── Supplied entries

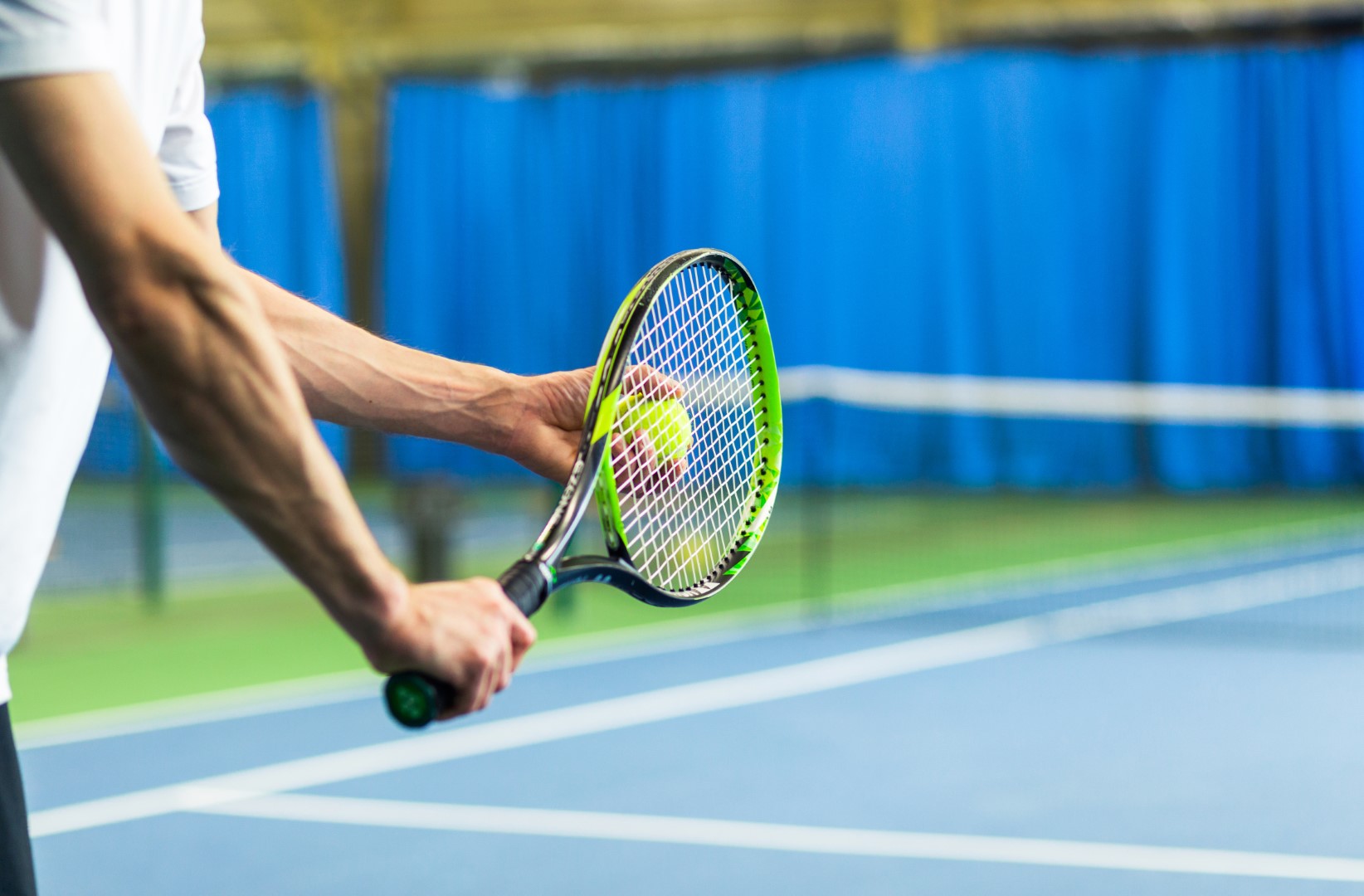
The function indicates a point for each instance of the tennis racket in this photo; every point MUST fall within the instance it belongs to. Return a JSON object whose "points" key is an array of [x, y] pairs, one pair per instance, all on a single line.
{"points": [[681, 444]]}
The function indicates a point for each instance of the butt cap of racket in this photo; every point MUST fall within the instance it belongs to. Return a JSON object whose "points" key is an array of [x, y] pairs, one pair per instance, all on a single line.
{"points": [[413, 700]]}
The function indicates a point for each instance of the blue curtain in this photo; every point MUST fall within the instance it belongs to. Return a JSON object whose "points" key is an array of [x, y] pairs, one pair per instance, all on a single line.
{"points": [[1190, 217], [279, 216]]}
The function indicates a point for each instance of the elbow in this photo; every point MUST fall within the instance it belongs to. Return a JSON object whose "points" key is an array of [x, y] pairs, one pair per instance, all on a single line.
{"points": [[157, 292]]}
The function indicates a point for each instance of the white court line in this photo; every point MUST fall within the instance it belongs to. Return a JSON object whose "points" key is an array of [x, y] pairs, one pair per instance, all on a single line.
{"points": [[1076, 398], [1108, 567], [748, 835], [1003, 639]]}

────

Set problem> Reproduce the data verbatim. Do not carry any picture into the copy.

Worked answer>
The function indicates a point for each instance of the tennis racket in this photo; every point MUST fall within the instance it belongs to. Return a JSON object whose "points" key is an array of [x, y] pairs, one pair per instance, all on a single line.
{"points": [[681, 444]]}
The function indicates a point for each instance of the butt cap of racket in this photo; every point MUST fall within the instance it belongs to. Return a JSON object whose "points" key is an array of [x, y] pairs, one pair per instance, all on a single line.
{"points": [[413, 700]]}
The function indicates a point for each instance of the blue curtain in this photo; every point MUST fall within the instance it belongs to. Return a JSON object whose "points" key is an array of [x, y] pairs, one pair per instance, all on a single line.
{"points": [[1190, 217], [279, 216]]}
The function indicates a point for each instance of the elbow in this photo; every point MUST fall within the instance it belongs to. Return a JSON object whose "points" key is an array of [x, y] pairs, one pair per instance, all on a single line.
{"points": [[157, 292]]}
The function indicates a point for each instance of the white court line in this photo; every point MUST fall within the instance it belongs to. Return a JSON object whose "points" key is an array of [x, y] pairs, one pair per instance, all on a single line.
{"points": [[1076, 398], [1108, 567], [748, 835], [1003, 639]]}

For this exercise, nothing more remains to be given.